EXCERPT PROVIDED ::
---------------
A later memorial service for Jones was held in December 1909 at the Kanawha Light Lodge No. 1637 in Charleston. In 1911, the Lincoln School Alumni Association unveiled a white marble memorial plaque at the school in Jones's memory.

The university named West Virginia State's Jones Hall in his honor. Jones Hall was built in 1924 and originally served as the institute's elementary training school and laboratory for observation and directed teaching of elementary-level grades. Jones Hall is currently home to West Virginia State's University Printing Services, and the National Center for Human Relations, a forum for "communication, understanding, and cooperation among people, groups, and institutions with a special focus on issues of human diversity and race relations".

== Personal life ==
=== Marriage and family ===
On December 27, 1888, Jones married Carrie M. Harrison of Harmar, Marietta, Ohio. They were married until Harrison's death in 1893; the couple had no children together. Jones then married Elizabeth Moore of Cincinnati. They remained married until his death in 1909, and had no children. Both of Jones's wives had been teachers hired by him at the schools he headed.
---------------
STUDY QUESTIONS ::
• a. In the passage about Jones, swap "white marble" for "bronze" and write out the portion starting at "A later memorial" and ending at "in Jones's memory.".
• b. Answer these questions from the passage about Jones:
(i) In what year was Jones Hall built?
(ii) Whom did Jones marry on December 27, 1888?
(iii) Where was the December 1909 memorial service for Jones held?
---------------
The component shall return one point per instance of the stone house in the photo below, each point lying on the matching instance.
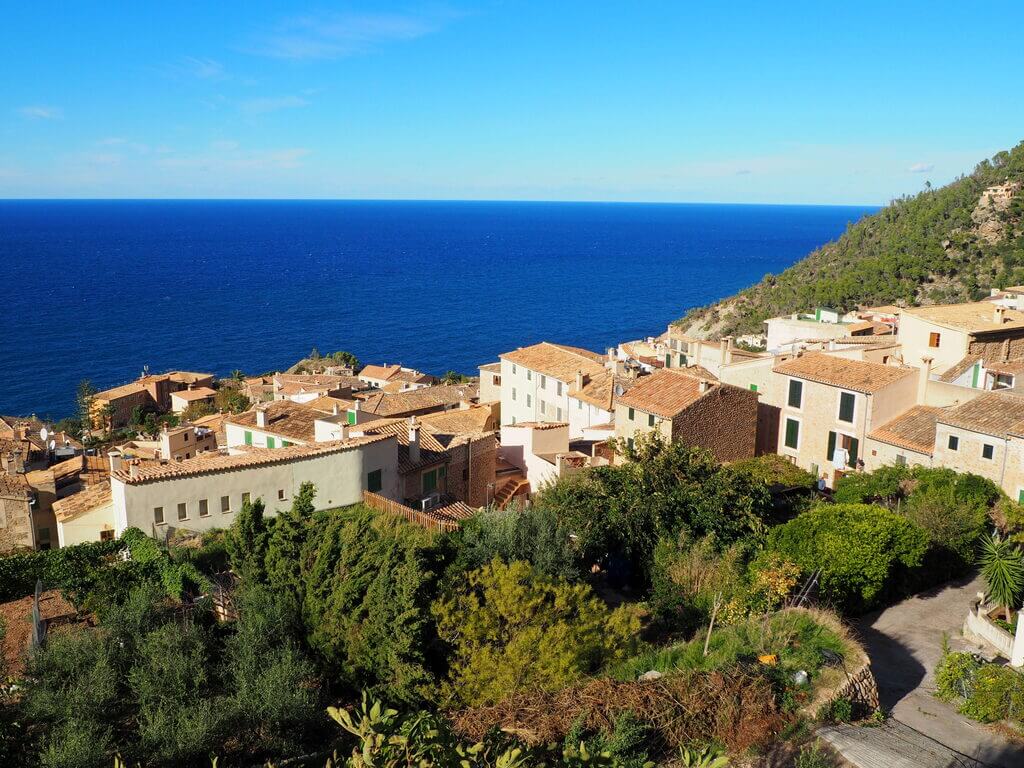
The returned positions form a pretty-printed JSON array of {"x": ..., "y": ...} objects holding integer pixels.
[
  {"x": 829, "y": 404},
  {"x": 690, "y": 410}
]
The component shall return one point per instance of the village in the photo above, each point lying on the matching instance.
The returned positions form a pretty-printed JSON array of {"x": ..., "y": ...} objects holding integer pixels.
[{"x": 832, "y": 392}]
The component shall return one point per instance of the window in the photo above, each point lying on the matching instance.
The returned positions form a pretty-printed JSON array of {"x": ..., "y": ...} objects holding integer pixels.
[
  {"x": 847, "y": 402},
  {"x": 429, "y": 481},
  {"x": 374, "y": 482},
  {"x": 796, "y": 393},
  {"x": 792, "y": 433}
]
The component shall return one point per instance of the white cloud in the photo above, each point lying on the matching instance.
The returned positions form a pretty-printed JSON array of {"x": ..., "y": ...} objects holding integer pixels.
[
  {"x": 271, "y": 103},
  {"x": 204, "y": 69},
  {"x": 339, "y": 35},
  {"x": 39, "y": 112}
]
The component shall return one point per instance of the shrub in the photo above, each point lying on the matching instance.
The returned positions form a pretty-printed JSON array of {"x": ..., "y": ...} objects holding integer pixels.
[
  {"x": 997, "y": 694},
  {"x": 954, "y": 676},
  {"x": 511, "y": 630},
  {"x": 863, "y": 552}
]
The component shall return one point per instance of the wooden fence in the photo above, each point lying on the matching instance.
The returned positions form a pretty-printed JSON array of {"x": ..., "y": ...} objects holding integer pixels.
[{"x": 424, "y": 519}]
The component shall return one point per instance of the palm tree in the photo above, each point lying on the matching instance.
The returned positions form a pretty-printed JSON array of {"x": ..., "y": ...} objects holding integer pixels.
[{"x": 1003, "y": 568}]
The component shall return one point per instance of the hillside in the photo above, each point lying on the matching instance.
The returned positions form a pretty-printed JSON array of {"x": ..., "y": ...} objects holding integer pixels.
[{"x": 945, "y": 245}]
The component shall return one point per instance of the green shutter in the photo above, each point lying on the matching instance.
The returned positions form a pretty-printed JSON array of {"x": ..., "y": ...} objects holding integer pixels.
[
  {"x": 846, "y": 406},
  {"x": 792, "y": 433}
]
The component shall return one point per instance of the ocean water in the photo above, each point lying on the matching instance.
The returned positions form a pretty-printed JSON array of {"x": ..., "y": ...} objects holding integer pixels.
[{"x": 98, "y": 289}]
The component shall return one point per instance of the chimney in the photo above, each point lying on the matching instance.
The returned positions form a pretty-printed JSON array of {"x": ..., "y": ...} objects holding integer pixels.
[
  {"x": 926, "y": 375},
  {"x": 414, "y": 440}
]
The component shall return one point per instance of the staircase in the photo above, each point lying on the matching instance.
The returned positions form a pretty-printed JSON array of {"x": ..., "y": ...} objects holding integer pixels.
---------------
TASK-BY-TASK OUTPUTS ::
• a.
A later memorial service for Jones was held in December 1909 at the Kanawha Light Lodge No. 1637 in Charleston. In 1911, the Lincoln School Alumni Association unveiled a bronze memorial plaque at the school in Jones's memory.

• b.
(i) 1924
(ii) Carrie M. Harrison of Harmar, Marietta, Ohio
(iii) At the Kanawha Light Lodge No. 1637 in Charleston